Collection entries:
+ + + +
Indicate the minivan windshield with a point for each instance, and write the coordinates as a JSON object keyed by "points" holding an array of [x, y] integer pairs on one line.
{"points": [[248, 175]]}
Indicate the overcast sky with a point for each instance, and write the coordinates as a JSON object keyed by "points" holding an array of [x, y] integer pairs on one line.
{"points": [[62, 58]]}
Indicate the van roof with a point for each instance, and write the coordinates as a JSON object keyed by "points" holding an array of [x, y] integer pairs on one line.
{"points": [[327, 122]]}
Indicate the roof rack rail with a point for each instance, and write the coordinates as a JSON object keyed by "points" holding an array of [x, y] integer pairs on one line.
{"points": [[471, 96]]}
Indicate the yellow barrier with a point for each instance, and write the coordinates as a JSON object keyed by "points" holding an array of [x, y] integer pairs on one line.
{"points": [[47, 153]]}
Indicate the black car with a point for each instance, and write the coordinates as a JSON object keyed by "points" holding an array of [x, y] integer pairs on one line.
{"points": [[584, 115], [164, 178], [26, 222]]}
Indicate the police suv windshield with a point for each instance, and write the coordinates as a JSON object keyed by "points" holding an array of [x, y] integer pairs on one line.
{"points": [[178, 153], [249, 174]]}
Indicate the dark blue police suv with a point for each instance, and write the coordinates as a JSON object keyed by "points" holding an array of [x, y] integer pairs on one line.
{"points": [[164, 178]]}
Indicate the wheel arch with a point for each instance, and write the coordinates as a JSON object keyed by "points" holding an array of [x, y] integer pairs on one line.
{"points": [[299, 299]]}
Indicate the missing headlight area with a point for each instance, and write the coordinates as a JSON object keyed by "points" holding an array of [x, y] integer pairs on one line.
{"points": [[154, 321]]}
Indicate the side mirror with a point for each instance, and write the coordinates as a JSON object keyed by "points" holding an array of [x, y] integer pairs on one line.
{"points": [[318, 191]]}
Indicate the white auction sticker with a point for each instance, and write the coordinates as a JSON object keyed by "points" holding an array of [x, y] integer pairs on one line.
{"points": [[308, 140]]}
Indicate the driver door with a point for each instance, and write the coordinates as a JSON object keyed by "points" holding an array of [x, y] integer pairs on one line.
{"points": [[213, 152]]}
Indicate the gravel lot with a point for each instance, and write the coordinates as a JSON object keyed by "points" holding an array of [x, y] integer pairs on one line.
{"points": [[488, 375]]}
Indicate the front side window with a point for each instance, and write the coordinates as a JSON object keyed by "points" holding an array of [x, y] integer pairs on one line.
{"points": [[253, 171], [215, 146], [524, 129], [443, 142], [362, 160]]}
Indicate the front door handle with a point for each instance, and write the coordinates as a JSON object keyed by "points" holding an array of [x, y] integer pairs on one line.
+ + + +
Output every record above exactly as it appears.

■ Response to the exercise ■
Indicate the minivan windshield with a point for each instance, and write the coordinates as a JSON object keyed by "points" holding an array of [x, y] integer pairs on one line.
{"points": [[248, 175]]}
Indicate the overcast sky with a point for each instance, and write the coordinates as a JSON object keyed by "points" holding an array of [x, y] integer pairs on one line.
{"points": [[62, 58]]}
Indicate the van roof with a point for each instance, and write the coordinates as a JSON object keyed by "points" holding an array of [x, y] integer pairs on one line.
{"points": [[327, 122]]}
Indicate the roof rack rail with a point for each instance, and write the coordinates as a JSON object keyed by "points" holding an array of [x, y] integer pairs on one line.
{"points": [[471, 96]]}
Indicate the yellow barrier with a point for each instance, and write the coordinates as a JSON object keyed by "points" holding an array of [x, y] integer pairs on one line.
{"points": [[47, 153]]}
Indicate the black car with a point for each instance, and write the coordinates as a JSON object keyed by "points" holding an array of [x, y] integer pairs on one line.
{"points": [[584, 115], [164, 178], [26, 222]]}
Indicate the police suv windshield with a point for each instance, and write the coordinates as a JSON object keyed by "points" holding an array of [x, y] integer pairs on one line.
{"points": [[178, 153], [249, 174]]}
Indicate the dark blue police suv with a point for each instance, and write the coordinates as a JSON object keyed by "points" holding an array of [x, y] integer pairs on one line.
{"points": [[164, 178]]}
Indicate the wheel arch with a point for each instance, and write the coordinates as a JSON object keyed by "points" holding an array of [x, y] integer pairs on one line.
{"points": [[299, 299]]}
Indicate the missing headlight area with a point for each instance, and write the coordinates as a JSON object keyed by "points" holding an array of [x, y] integer pairs on one line.
{"points": [[154, 321]]}
Indicate the side mirror with a point for each instance, and write the coordinates as a JSON object keyed by "points" holding an array of [x, y] integer pairs on one line.
{"points": [[318, 191]]}
Indicate the white auction sticker with a point for each instance, and write the coordinates as a JSON object keyed by "points" holding an array of [x, y] integer pairs on one line.
{"points": [[308, 140]]}
Indicate the driver door with a point for each instance, and write the coordinates as a JSON object keyed by "points" holding an array of [x, y] integer pairs on one line.
{"points": [[213, 152]]}
Indicate the gravel lot with a point for each instance, and write the coordinates as a JSON object keyed by "points" holding an array of [x, y] integer pairs on one line.
{"points": [[488, 375]]}
Indicate the front side window with a point for each instance, and write the coordinates as a JSON object keyed by "points" holding an array of [x, y] integer pairs on one line.
{"points": [[253, 171], [215, 146], [524, 129], [443, 142], [362, 160]]}
Indicate the front door handle with a point for each instance, and write the coordinates as a JSON object keyed by "points" holding an array of [x, y] integer pairs on one line.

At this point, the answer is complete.